Short exercise —
Locate every line in the rows below that contains the word "cover" and copy each such line. Case counts.

Material provided —
————————

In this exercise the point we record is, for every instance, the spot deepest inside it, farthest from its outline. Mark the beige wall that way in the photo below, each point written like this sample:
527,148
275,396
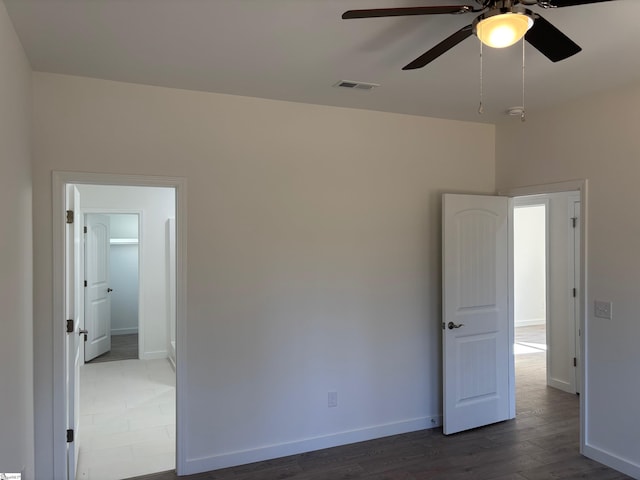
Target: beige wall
16,337
596,139
313,254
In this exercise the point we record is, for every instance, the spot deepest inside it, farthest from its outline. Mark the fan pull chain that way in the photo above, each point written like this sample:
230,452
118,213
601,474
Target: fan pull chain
523,116
481,106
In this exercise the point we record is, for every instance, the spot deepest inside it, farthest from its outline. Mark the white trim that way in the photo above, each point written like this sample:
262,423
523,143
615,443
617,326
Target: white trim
124,331
123,241
242,457
511,309
560,384
155,355
530,322
623,465
581,186
59,182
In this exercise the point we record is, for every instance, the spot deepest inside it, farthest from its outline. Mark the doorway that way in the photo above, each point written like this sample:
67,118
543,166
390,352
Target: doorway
67,301
127,407
546,292
122,271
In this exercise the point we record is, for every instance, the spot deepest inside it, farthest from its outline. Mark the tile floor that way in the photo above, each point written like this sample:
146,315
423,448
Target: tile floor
127,419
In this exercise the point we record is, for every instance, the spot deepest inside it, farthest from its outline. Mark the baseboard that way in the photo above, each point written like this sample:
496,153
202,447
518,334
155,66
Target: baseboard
613,461
215,462
154,355
530,322
560,385
124,331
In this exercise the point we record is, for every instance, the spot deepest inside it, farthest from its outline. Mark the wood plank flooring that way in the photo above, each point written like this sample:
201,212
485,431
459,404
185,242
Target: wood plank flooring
123,347
540,444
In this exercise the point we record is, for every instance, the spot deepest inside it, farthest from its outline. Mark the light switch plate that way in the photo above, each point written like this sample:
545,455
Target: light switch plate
602,309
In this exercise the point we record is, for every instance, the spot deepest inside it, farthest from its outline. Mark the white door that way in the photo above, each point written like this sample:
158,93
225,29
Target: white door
97,290
477,341
73,308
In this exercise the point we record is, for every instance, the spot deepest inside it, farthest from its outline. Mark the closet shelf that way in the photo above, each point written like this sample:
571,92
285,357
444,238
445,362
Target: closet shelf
123,241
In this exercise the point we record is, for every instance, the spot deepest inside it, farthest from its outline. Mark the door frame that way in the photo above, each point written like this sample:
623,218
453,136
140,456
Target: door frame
139,213
60,180
580,186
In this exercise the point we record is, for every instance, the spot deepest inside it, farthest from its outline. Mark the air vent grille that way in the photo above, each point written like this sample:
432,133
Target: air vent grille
363,86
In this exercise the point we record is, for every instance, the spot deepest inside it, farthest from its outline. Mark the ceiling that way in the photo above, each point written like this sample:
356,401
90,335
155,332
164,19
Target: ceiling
297,50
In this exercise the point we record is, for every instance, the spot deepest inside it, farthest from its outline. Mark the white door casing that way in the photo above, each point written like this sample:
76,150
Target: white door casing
97,291
574,272
74,307
477,350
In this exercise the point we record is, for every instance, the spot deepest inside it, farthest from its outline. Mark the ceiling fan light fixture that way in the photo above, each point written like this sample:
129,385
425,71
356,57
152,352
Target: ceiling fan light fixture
500,29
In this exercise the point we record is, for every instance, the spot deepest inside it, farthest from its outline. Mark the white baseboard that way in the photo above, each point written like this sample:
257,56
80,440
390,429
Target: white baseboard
215,462
124,331
613,461
154,355
530,322
560,385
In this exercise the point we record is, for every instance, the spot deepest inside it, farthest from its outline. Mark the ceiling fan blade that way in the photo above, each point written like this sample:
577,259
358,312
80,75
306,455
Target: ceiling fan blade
441,48
406,11
550,41
571,3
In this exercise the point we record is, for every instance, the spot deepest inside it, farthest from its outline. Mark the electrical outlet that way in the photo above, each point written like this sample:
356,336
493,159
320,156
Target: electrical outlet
602,309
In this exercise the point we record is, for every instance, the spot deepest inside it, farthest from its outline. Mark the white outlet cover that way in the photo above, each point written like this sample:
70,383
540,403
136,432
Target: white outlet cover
602,309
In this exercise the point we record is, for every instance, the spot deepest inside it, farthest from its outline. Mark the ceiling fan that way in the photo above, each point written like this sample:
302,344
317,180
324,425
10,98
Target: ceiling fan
500,23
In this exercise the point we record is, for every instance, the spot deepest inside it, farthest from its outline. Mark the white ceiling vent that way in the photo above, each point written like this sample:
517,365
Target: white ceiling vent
362,86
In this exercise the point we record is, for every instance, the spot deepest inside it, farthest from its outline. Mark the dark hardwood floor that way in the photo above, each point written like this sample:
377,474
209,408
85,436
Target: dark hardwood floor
541,443
123,347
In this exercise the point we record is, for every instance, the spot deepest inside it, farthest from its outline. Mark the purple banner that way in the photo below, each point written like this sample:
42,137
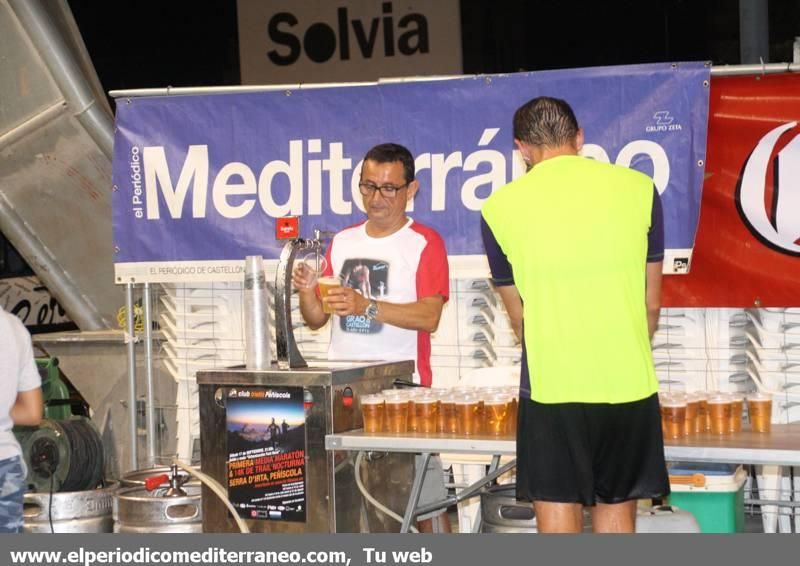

————————

Solution for this exercise —
In this exercise the point we record is, for every instance, the spot deepest inside it, farthest from its outline. Mark the white outlet cover that way in the photo above, each point written like this sample:
Target: white outlet cover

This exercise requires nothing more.